I might need help here in understanding my own question in places and please don't hesitate in asking for edits and clarifications.

Background: A representation $\rho$ of a finite group $G$ is a group homomorphism from $G$ into $GL(V)$ for some vector space $V$.

If $W$ is a subspace of $V$ invariant under $\rho(G)$, then $\rho_{\left.\right|W}$ is called a subrepresentation. In the usual way we can show that every representation is a direct sum of irreducible representations.

If we endow $V$ with an inner product $\langle \cdot,\cdot\rangle$, then we can show that $$\langle u,v\rangle_\rho=\sum_{t\in G}\langle \rho(t)u,\rho(t)v\rangle$$ is another and furthermore, with respect this inner product, the operators $\rho(s)$ are unitary.

=== Supplied records ===
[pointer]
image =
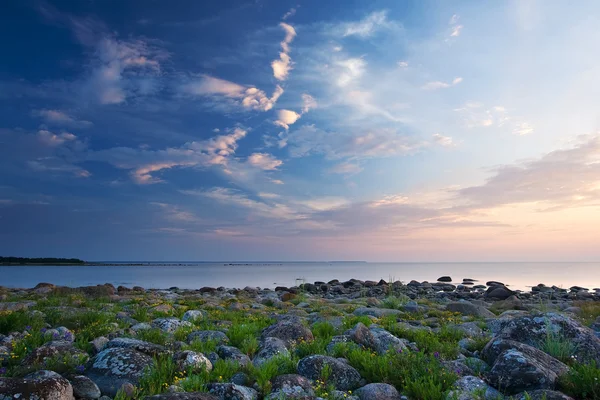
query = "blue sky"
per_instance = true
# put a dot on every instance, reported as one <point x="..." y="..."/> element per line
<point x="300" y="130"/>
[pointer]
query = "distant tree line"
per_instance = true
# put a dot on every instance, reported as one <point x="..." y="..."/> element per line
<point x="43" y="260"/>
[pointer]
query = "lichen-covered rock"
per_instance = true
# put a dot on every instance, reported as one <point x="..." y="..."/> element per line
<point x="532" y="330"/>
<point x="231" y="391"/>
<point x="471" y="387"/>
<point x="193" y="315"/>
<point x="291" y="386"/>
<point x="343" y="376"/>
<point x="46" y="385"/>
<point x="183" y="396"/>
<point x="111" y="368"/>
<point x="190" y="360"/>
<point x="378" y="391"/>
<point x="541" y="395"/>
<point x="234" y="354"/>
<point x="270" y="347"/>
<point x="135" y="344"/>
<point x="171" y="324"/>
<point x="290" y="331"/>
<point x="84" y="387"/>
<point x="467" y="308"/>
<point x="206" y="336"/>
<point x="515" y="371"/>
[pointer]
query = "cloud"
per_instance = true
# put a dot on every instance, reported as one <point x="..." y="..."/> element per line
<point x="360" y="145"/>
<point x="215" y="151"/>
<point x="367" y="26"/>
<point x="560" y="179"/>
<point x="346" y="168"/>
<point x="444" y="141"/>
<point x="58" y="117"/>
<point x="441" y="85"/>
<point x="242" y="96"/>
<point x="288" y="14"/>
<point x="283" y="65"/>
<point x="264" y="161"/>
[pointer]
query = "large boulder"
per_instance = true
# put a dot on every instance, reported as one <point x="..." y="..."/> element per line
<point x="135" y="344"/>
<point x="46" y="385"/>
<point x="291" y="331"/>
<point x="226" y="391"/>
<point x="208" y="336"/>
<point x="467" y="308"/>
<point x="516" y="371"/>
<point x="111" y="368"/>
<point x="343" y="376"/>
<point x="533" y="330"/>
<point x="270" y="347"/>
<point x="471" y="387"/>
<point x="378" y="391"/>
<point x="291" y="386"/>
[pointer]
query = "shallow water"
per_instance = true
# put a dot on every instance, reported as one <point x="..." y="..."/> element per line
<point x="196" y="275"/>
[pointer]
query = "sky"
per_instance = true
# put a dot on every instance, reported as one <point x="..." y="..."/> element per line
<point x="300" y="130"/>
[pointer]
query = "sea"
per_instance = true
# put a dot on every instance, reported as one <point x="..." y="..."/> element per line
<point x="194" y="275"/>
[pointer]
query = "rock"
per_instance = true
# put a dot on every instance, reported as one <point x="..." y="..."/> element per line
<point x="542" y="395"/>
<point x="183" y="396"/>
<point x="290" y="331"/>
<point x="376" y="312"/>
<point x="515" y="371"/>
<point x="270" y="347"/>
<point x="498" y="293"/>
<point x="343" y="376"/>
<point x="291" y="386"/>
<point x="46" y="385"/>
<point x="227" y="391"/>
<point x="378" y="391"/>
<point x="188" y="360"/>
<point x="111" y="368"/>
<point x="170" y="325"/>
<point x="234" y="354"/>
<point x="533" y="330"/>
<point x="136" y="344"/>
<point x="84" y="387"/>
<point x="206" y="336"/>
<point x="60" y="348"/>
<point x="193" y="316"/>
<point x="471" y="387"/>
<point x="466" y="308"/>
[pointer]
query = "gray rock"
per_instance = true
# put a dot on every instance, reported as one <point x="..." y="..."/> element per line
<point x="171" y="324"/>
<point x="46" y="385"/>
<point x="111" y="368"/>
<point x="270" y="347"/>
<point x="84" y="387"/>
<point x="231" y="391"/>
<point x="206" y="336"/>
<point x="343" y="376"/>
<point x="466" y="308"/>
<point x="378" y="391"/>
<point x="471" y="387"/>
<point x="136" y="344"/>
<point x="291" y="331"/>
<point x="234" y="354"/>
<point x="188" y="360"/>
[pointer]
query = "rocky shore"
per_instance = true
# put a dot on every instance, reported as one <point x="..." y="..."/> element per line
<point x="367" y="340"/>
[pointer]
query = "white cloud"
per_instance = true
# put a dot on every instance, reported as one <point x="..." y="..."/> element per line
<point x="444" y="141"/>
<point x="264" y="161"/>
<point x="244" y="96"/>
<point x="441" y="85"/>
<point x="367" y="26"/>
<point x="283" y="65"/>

=== Problems to solve ===
a - Extract the passage from the representation theory post, starting with "If $W$ is a" and going on through "of irreducible representations.".
b - Count the lines in the records that contain the string "query". Reply with the number only.

=== Responses for each task ===
a -
If $W$ is a subspace of $V$ invariant under $\rho(G)$, then $\rho_{\left.\right|W}$ is called a subrepresentation. In the usual way we can show that every representation is a direct sum of irreducible representations.

b - 12